# Subs and Drivers Needed Central NJ



## tjlands

Looking for a couple owner/operator subs and possibly a couple drivers.
Northern Ocean County, based in Jackson.
Need to be available 24/7 December thru March.
All commercial work.
Contact me thru here or my website.


----------



## plowin4u

Hi Tim, still interested, we can meet up anywhere in Jackson,i put my phone number in the previous pm's that i sent ya, talk to you soon, thanks Cliff


----------



## tjlands

Cliff
I will call you Monday


----------



## plowin4u

Good talking to you, will get in touch with you very soon, should have one truck available for you.


----------



## tjlands

Still looking....


----------



## plowin4u

Hi Tim, I have been very busy at the shop, will give you a call on mon, should have a truck ready for you, thanks


----------



## tjlands

Still need one more Sub in Jackson, plenty of work.
Contact me here or thru my website
Tim


----------



## Shade Tree NJ

still looking for drivers? [email protected]


----------



## jdilliplane1

have a 99 F250 with western 71/2 plow and as many shovelers/snowblowers as you need. Send me an email. Available for cash work this storm, possibly more in the future waiting on a contract that is supposed to kick in Jan 1st, but maybe i'll just work for you. Send me an email [email protected]. Available starting tomorrow


----------



## throughthestorm

I have two trucks with plows ready to go, give me a call 
If you need assistance call 410-967-1203


----------



## plowin4u

Just putting this out there, I just began working for Tim this season, and wanted to let everybody know that it's working out great, he pay's very quickly, no b.s. here, good guy to work for, looking forward to giving him more trucks next season. By the way Tim, I may have another truck to send your way, need about another week to try and finish it up.


----------

* **PROBLEM TO SOLVE**
According to the forum thread above, during which months do subs need to be available 24/7?

* **SUPPLIED RECORDS**
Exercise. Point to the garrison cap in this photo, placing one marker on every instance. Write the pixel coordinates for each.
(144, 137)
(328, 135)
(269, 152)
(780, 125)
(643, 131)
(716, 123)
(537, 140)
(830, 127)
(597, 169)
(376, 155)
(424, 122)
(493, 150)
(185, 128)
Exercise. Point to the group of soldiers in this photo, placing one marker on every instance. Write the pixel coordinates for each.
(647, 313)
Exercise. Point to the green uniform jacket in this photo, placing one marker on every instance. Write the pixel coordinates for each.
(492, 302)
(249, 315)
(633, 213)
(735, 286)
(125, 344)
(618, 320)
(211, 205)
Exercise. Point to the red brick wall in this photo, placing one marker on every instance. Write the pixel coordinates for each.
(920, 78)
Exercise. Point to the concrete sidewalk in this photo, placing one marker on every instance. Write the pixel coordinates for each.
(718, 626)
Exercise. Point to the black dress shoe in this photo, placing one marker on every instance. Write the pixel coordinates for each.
---
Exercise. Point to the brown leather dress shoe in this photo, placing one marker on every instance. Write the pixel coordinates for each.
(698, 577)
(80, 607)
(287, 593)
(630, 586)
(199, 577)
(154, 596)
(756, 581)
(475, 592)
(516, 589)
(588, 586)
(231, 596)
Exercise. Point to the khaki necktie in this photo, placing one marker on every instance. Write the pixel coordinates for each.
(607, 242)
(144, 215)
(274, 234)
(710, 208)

* **WRITTEN RESPONSE**
December through March.